**Work to complete**
Beginning with the line that has "the white wall" in it, transcribe the listing exactly through its final line, and add nothing.

**Task data**

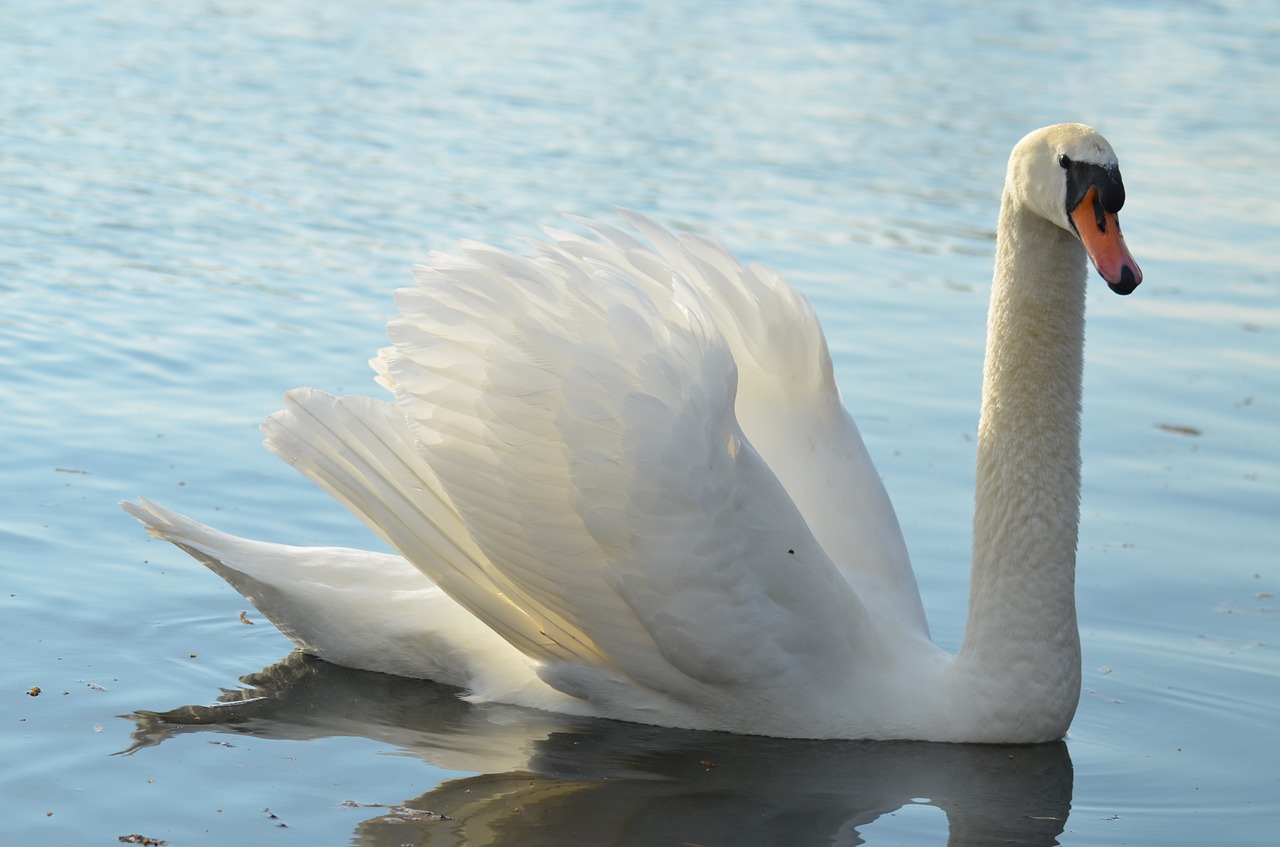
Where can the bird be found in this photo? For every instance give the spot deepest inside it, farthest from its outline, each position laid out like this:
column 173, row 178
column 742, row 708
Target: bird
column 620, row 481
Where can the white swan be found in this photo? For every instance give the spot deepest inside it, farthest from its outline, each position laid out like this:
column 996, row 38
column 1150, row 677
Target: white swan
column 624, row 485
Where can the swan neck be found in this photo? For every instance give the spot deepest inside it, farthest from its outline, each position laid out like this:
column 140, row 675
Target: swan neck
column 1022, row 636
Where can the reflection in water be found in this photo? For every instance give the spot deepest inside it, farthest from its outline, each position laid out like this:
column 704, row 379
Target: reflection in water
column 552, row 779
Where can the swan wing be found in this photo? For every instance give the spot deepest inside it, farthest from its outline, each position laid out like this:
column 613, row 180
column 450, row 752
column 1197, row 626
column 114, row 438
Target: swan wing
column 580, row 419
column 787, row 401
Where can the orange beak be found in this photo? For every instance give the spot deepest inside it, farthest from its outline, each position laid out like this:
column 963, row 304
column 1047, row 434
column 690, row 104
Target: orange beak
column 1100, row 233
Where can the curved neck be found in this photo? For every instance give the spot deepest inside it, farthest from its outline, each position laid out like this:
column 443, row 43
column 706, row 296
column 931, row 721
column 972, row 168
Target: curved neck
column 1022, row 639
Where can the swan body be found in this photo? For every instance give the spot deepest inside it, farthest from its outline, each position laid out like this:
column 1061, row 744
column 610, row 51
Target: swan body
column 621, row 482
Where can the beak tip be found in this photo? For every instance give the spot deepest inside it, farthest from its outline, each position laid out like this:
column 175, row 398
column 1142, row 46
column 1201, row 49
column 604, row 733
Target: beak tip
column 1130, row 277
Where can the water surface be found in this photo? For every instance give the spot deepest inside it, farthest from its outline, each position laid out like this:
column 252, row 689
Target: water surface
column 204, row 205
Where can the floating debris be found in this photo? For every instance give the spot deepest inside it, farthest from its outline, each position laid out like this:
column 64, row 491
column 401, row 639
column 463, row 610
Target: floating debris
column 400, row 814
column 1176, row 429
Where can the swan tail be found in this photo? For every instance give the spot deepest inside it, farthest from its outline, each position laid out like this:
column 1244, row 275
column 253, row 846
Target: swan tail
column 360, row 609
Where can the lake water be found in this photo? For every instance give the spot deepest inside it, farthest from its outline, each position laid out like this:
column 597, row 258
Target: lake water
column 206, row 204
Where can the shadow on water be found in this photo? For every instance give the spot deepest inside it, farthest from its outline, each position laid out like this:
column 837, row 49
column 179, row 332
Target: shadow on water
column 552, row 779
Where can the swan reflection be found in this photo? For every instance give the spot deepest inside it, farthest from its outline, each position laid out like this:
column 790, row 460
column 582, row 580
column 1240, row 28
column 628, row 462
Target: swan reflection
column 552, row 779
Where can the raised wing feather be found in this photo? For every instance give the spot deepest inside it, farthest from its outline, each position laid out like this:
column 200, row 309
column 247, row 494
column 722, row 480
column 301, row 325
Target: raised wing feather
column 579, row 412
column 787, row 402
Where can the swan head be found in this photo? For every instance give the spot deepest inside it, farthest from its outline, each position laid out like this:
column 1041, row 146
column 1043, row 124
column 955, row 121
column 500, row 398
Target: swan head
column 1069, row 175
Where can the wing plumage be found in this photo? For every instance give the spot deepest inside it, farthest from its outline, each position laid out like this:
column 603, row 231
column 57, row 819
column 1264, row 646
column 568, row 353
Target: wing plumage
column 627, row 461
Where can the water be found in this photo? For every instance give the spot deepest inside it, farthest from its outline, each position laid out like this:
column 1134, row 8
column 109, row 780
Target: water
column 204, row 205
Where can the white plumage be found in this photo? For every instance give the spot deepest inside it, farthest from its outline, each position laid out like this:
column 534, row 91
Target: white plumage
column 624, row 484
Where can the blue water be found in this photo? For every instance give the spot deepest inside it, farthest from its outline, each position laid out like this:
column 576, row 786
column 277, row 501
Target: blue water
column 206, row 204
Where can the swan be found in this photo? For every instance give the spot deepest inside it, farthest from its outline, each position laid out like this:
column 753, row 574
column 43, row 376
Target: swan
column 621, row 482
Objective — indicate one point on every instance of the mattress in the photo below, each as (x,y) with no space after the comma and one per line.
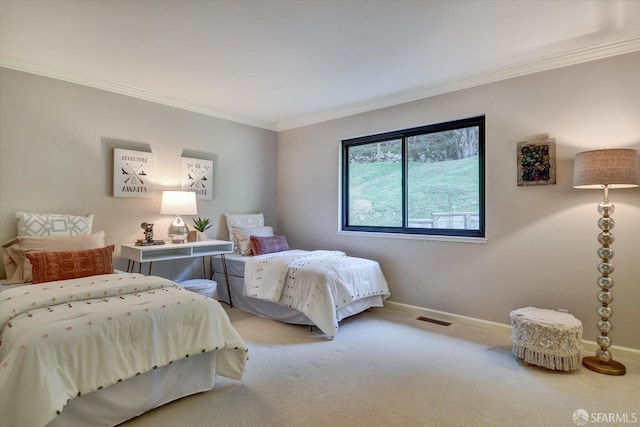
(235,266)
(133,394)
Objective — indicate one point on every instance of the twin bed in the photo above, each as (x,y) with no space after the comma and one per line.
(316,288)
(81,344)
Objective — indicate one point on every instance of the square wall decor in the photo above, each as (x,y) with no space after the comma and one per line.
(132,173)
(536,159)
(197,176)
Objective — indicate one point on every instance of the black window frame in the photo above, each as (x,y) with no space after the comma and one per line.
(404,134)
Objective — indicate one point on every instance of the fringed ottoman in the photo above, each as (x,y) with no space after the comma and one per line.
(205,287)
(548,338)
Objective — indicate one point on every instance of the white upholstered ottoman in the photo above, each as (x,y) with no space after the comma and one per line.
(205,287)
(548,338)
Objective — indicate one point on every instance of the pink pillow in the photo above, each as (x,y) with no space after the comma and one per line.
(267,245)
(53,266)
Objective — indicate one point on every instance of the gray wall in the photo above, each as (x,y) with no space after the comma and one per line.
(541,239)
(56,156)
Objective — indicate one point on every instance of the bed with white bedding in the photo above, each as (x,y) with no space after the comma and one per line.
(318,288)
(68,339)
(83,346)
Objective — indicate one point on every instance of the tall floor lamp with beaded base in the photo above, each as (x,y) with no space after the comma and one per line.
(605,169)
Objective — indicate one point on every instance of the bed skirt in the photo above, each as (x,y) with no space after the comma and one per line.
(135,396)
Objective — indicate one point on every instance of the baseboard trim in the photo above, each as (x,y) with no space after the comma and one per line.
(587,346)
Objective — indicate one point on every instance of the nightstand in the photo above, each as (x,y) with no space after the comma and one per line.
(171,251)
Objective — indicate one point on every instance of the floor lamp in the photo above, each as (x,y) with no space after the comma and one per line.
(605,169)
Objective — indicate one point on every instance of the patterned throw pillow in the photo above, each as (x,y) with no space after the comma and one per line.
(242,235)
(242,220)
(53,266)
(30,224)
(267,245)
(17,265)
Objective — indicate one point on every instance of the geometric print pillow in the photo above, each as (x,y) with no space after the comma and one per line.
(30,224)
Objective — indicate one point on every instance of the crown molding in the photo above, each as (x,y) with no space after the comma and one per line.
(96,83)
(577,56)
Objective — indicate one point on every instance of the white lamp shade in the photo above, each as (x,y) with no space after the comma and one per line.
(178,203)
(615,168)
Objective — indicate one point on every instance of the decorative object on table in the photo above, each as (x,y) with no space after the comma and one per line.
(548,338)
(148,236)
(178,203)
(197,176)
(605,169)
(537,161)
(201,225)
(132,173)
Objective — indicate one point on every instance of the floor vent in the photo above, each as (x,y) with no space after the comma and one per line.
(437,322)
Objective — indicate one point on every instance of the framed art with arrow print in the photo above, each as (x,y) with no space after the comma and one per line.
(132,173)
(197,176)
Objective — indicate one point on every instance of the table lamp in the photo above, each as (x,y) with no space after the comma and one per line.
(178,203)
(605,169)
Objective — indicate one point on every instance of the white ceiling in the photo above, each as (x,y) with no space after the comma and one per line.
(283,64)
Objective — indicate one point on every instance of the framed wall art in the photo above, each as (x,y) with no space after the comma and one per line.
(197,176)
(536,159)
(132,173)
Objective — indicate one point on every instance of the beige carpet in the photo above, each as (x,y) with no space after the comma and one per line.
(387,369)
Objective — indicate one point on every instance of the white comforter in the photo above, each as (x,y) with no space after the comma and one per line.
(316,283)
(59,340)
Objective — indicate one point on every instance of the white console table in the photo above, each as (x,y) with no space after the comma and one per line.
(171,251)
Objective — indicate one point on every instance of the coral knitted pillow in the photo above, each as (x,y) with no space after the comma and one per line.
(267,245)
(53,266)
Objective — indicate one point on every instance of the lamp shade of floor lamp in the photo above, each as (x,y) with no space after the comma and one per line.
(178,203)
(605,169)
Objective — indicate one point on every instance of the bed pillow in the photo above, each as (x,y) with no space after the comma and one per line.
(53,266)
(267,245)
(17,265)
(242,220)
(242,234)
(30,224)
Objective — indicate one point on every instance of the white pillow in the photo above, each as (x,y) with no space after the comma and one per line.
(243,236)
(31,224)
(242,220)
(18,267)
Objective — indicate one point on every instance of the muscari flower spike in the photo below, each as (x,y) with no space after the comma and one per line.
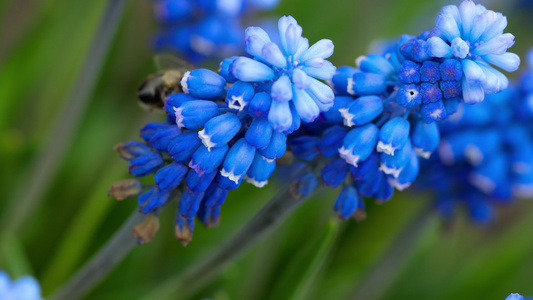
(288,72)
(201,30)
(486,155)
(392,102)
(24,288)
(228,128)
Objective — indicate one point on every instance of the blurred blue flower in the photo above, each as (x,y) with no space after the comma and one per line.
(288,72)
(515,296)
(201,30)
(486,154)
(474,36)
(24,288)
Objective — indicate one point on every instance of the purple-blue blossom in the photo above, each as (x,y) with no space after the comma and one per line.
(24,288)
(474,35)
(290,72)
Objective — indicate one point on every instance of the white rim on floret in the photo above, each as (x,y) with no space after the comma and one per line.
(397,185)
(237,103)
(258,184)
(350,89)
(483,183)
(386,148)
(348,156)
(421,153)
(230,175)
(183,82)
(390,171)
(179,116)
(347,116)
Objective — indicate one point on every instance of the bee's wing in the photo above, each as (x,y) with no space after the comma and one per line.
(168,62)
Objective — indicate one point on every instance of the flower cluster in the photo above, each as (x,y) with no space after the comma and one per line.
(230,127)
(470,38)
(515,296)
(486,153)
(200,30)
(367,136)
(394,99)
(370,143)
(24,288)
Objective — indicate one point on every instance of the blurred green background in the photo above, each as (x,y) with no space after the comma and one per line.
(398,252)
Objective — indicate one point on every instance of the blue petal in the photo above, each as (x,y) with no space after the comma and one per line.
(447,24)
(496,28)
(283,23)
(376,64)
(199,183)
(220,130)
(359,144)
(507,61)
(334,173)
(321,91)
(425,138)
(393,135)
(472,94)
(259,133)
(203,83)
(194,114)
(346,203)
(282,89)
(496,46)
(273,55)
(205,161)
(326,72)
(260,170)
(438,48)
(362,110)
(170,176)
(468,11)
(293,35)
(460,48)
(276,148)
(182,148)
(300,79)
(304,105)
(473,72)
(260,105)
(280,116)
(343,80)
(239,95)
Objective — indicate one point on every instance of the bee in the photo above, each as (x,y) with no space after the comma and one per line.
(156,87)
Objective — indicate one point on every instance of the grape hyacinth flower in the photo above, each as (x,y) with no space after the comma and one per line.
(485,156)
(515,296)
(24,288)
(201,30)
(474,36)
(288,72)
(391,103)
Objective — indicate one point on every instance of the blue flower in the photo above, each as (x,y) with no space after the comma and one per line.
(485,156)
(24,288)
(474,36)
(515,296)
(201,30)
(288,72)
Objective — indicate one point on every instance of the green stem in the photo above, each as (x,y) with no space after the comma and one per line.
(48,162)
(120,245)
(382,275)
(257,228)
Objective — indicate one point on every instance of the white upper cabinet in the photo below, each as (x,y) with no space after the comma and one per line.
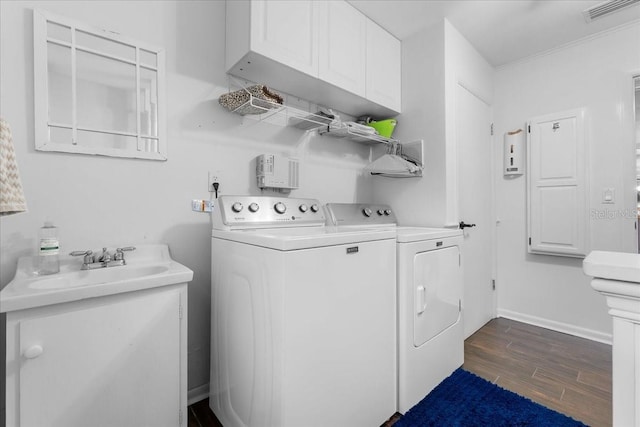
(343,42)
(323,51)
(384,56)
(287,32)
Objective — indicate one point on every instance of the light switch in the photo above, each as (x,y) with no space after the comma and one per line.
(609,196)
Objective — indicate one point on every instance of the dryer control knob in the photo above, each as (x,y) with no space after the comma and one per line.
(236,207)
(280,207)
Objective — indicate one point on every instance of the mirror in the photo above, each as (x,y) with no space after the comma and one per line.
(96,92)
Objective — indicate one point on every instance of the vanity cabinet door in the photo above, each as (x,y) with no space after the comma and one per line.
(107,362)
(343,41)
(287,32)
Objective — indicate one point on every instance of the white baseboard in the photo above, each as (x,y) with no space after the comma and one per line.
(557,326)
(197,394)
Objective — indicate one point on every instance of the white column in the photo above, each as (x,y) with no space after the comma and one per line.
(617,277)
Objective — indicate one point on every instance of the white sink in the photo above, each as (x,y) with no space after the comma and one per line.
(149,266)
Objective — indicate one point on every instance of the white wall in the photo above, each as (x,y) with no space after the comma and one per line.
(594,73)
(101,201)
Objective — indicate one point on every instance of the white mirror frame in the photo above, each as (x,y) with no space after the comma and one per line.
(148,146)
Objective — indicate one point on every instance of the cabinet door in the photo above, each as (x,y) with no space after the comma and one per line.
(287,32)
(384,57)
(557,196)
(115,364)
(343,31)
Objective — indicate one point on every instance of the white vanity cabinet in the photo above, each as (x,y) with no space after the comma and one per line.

**Answer area**
Objective — indicate one point on every instance of the white wall in the photo above, each as (x,y) with no space after the comma and one per line.
(594,73)
(101,201)
Objective — indicate one point on every instance of the white mirror frame in the photo above, each as (x,y) with no space after the comma and one per line.
(148,146)
Objective — indicate one point on every instance of the cabinet door in the photo above, each as (x,y) with no space after the comma and one per line.
(287,32)
(384,57)
(557,196)
(115,364)
(343,31)
Objective — indicate one point on every instance of the white vanity cabinet in the photo above, each as (x,y) with no space after the comma and one per line.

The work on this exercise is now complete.